Tag Archives: Jamaica

Jamaica’s first superstar

Jimmy Cliff, one of Jamaica’s most prolific and celebrated performers, and an inductee into the Rock and Roll Hall of Fame, has been hailed as the first true superstar of Jamaican music. As a uniquely gifted singer-songwriter, Cliff was among the earliest artists to bring reggae to a global audience. With more than 25 studio albums to his credit, he was the only living musician to have received the Jamaican government’s Order of Merit for his contributions to national culture. Yet his path to international acclaim was far from straightforward. Born James Chambers in Adelphi, a small, rural town on Jamaica’s north coast near Montego Bay, Cliff’s early life was marked by poverty, controversy, and prejudice.

A mural honoring Jimmy Cliff in Montego Bay, Jamaica.

Following the dissolution of his parents’ marriage, Cliff and his older brother were raised by their father, a Pentecostal Christian, in a modest two-room shack. When Hurricane Charlie destroyed their home in 1951, Cliff was forced to live for a time with his aunt and grandmother on a nearby farm. At Somerton All Age School, his intelligence was quickly recognized by a teacher who recommended that he pursue studies in electronics at Kingston Technical High School. Moving to Jamaica’s capital of Kingston in the late 1950s, Cliff began studying electronics while simultaneously entering talent contests under the stage name Jimmy Cliff.

Jimmy Cliff in Kingston, mid-1970s.

MATERIAL PROVIDED.

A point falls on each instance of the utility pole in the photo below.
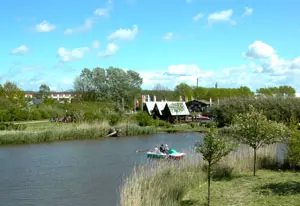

WORK TO DO.
1. In the Jimmy Cliff passage above, turn the paragraph beginning "Following the dissolution" into a short bulleted list that keeps its main facts.
2. Pick up the Jimmy Cliff passage above at the point where it stops, and keep writing.

EXERCISE RESPONSES.
1.
- After his parents' marriage ended, Cliff and his older brother were raised by their father, a Pentecostal Christian, in a modest two-room shack.
- Hurricane Charlie destroyed their home in 1951, so Cliff lived for a time with his aunt and grandmother on a nearby farm.
- At Somerton All Age School, a teacher recognized his intelligence and recommended that he study electronics at Kingston Technical High School.
- In the late 1950s he moved to Kingston, where he studied electronics and entered talent contests under the stage name Jimmy Cliff.

2.
Cliff’s appearance at the 1964 World’s Fair in New York brought him to the attention of Island Records founder Chris Blackwell, who brought him to London two years later and promoted him as a soul singer, backed by musicians who would later form Mott the Hoople. Even before Bob Marley’s international breakthrough in the 1970s, Cliff introduced Jamaican rocksteady to U.S. audiences through his starring role in the 1972 cult classic film The harder they come. His portrayal of Ivan in the groundbreaking film drew on elements of his own youthful experiences. The film’s soundtrack became a reggae primer for many listeners unfamiliar with the genre, with Cliff contributing four songs, including his enduring You can get it if you really want, which reached number two on the U.K. singles chart; the title track, The harder they come; and the soulful ballad Sitting in limbo.

Promotion poster for The harder they come (1972).

Cliff was among the first Jamaican vocalists to relocate to London in pursuit of greater recognition. He also became one of the earliest artists to make a significant impact in South America and Africa, broadening his musical output to reach diverse audiences.

Cover art for The harder they come soundtrack.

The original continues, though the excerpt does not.